- [What you are asked to do]
Can you rewrite the records starting at the line containing "leg --coords pixels" and ending at the line containing "125L146 129L146 131L150", replacing "every instance" with "each instance" and leaving everything else unchanged?

- [Recorded information]
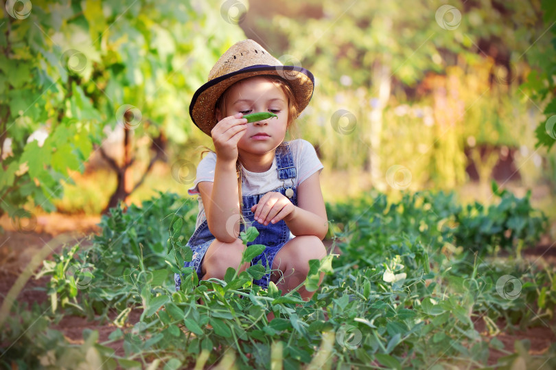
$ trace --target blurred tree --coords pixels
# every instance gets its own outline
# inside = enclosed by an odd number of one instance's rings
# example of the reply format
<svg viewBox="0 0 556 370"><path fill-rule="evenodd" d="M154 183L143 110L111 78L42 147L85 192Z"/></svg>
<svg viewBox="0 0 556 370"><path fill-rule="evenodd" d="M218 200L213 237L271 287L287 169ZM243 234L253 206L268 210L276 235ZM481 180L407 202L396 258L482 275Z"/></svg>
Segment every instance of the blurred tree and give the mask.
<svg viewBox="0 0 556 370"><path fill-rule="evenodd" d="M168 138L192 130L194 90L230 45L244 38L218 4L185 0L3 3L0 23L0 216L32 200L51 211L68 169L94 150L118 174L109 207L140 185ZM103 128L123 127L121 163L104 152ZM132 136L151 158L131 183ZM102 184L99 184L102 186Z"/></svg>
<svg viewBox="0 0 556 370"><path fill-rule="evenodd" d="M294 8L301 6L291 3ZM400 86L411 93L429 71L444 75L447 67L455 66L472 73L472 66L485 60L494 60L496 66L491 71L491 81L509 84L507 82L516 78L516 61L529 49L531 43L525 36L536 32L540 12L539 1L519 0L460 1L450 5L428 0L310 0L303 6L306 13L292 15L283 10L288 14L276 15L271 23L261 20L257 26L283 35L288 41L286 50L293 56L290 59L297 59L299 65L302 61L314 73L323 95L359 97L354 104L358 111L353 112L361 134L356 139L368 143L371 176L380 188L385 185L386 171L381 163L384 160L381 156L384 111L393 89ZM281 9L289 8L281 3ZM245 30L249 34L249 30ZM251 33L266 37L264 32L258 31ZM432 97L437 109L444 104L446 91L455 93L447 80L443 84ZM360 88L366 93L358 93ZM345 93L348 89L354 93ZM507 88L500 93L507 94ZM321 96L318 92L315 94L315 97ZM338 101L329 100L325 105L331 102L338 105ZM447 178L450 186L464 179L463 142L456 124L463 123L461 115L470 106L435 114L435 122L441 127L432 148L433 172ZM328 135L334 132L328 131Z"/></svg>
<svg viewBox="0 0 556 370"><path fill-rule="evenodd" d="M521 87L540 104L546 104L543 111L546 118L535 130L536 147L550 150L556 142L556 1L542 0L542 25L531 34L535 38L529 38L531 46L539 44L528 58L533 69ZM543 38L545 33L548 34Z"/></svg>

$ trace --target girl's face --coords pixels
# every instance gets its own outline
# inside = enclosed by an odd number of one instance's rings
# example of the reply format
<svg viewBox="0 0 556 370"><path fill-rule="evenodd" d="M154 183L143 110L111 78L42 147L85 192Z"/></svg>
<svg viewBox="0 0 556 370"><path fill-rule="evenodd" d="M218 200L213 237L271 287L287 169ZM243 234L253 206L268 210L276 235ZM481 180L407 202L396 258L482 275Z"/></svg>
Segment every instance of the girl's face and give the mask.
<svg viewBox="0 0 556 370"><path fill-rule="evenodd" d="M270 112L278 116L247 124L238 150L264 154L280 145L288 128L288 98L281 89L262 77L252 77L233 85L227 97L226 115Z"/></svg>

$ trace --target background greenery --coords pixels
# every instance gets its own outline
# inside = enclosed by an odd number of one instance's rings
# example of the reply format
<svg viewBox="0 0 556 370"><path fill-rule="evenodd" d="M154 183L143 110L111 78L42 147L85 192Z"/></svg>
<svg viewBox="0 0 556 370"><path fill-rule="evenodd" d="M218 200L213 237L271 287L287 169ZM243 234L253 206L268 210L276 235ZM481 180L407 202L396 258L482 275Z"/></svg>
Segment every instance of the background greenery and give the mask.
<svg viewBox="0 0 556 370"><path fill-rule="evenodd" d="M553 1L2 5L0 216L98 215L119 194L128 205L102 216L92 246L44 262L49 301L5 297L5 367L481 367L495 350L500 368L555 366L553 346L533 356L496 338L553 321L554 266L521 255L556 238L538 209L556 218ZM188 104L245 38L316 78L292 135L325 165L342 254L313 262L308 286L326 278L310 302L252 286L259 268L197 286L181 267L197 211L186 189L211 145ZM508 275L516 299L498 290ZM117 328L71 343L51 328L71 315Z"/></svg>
--
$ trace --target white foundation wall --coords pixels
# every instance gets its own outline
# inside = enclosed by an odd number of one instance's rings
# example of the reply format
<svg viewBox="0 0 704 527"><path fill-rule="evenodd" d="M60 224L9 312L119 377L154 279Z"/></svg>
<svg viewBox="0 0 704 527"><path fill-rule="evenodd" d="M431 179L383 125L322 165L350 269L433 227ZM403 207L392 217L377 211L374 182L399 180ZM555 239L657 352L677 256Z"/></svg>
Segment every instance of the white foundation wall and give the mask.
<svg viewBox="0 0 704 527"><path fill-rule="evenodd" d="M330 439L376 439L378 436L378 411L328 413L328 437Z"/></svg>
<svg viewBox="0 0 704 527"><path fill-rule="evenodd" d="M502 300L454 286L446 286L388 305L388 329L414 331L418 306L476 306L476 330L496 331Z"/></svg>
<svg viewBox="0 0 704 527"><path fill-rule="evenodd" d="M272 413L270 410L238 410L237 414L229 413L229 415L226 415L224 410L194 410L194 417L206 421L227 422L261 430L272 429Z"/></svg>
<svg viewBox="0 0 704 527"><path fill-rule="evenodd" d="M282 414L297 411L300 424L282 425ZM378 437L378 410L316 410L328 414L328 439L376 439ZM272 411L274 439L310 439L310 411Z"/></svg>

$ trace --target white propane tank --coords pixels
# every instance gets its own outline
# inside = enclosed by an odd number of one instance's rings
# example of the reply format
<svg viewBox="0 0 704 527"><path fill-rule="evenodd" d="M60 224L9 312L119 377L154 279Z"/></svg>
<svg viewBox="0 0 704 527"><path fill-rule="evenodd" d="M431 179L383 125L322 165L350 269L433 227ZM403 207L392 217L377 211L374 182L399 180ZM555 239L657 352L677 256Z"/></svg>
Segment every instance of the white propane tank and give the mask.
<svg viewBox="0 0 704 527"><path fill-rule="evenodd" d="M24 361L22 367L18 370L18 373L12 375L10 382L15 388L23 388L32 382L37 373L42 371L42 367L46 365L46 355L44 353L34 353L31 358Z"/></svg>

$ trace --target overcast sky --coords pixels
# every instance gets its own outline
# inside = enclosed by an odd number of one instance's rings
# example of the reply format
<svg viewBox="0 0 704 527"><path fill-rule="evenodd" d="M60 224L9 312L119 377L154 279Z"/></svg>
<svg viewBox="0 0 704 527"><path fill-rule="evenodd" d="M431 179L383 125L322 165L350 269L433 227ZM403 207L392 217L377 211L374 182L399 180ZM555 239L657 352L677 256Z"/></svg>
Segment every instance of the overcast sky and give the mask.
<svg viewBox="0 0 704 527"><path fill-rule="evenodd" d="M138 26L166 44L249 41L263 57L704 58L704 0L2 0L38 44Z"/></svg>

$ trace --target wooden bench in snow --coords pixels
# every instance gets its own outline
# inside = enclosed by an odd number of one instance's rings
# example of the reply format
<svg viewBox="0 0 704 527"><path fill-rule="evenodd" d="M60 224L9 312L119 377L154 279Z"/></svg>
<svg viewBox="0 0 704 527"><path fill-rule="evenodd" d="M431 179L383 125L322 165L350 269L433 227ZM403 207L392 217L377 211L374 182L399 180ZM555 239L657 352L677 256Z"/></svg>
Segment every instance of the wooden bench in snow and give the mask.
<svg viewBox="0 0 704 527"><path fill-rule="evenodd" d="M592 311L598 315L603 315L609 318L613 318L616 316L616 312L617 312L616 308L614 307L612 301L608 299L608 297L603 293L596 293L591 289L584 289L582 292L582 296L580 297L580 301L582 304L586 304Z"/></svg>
...
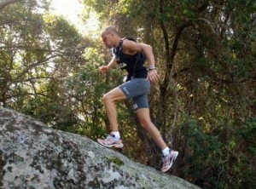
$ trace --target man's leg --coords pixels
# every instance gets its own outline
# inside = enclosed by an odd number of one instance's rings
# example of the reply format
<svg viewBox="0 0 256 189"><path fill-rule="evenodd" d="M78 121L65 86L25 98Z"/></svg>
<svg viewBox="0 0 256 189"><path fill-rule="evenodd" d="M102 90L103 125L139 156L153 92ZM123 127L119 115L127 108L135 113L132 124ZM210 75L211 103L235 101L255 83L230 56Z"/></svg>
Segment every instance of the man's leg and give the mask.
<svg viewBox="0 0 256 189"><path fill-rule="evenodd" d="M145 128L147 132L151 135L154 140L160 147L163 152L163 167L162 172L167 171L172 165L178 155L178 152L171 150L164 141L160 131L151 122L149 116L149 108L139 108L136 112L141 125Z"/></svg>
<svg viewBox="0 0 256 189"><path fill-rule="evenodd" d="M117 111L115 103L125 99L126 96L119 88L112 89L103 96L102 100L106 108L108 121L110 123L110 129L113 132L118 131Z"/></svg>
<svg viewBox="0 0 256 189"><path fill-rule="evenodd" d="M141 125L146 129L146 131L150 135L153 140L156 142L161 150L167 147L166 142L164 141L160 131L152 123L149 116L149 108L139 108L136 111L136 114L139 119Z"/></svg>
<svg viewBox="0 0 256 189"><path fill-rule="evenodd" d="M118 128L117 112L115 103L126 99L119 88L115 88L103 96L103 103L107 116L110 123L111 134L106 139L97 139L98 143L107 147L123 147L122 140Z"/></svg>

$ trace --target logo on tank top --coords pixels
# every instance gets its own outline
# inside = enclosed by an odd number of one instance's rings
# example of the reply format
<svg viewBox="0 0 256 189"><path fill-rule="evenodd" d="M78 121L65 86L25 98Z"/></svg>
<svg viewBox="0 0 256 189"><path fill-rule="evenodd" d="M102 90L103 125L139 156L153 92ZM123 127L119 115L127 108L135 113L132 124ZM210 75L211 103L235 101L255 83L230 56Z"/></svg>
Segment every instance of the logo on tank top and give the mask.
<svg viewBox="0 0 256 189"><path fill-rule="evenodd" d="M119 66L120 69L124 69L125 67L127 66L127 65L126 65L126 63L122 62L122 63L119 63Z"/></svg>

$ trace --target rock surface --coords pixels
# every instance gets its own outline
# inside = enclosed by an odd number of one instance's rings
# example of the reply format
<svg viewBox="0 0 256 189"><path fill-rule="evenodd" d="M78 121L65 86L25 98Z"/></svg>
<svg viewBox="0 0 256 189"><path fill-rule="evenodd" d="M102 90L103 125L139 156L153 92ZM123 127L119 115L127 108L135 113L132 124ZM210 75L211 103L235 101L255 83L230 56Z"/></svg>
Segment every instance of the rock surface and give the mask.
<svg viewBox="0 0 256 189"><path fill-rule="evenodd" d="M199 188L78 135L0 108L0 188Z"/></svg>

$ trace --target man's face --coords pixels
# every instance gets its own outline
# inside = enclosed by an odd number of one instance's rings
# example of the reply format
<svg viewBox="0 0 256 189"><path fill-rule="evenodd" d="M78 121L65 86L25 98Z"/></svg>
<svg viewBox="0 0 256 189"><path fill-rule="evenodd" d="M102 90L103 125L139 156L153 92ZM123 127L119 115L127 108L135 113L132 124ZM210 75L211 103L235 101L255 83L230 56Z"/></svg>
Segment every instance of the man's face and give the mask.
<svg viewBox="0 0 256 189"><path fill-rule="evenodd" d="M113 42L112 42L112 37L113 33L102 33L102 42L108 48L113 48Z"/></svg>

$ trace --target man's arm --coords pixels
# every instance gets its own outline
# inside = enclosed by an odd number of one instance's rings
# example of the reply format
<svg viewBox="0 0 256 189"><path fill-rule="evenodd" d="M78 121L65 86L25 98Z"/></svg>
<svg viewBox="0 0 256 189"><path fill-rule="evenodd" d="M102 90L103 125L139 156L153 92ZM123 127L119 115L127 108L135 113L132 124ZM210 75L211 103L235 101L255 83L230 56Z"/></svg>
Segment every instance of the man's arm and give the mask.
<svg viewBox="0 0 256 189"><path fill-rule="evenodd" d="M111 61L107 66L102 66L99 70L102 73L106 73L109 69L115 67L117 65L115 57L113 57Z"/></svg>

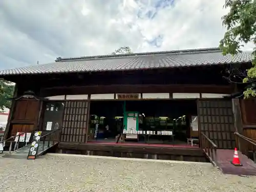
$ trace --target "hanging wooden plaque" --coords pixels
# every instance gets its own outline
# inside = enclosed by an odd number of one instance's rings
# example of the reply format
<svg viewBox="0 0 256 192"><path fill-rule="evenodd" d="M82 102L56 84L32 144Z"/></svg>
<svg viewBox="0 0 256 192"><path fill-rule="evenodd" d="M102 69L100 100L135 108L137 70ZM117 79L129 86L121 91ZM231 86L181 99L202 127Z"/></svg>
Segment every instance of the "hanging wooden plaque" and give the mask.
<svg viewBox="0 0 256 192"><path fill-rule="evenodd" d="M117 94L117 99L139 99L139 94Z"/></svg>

- [Complete output]
$ trace --target man's leg --coords pixels
# each instance gets its own outline
# inside = enclosed by an odd number of one instance's rings
# example of the reply format
<svg viewBox="0 0 256 189"><path fill-rule="evenodd" d="M78 121L65 86L25 98Z"/></svg>
<svg viewBox="0 0 256 189"><path fill-rule="evenodd" d="M102 90L103 125L139 156L153 92ZM123 127L119 115L127 108L135 113L132 124ZM210 75L211 103L235 101L255 83L230 56Z"/></svg>
Segment each instance of the man's leg and give the mask.
<svg viewBox="0 0 256 189"><path fill-rule="evenodd" d="M145 128L147 132L151 135L154 140L160 147L163 152L163 167L162 172L167 171L172 165L178 155L178 152L171 150L164 141L160 131L151 122L149 116L149 108L139 108L136 112L141 125Z"/></svg>
<svg viewBox="0 0 256 189"><path fill-rule="evenodd" d="M117 111L115 103L125 99L126 96L119 88L112 89L103 96L102 100L106 108L108 121L110 123L110 129L113 132L118 131Z"/></svg>
<svg viewBox="0 0 256 189"><path fill-rule="evenodd" d="M141 125L146 129L146 131L150 135L153 140L156 142L161 150L167 147L166 142L164 141L160 131L152 123L149 116L149 108L139 108L136 111L136 114L139 119Z"/></svg>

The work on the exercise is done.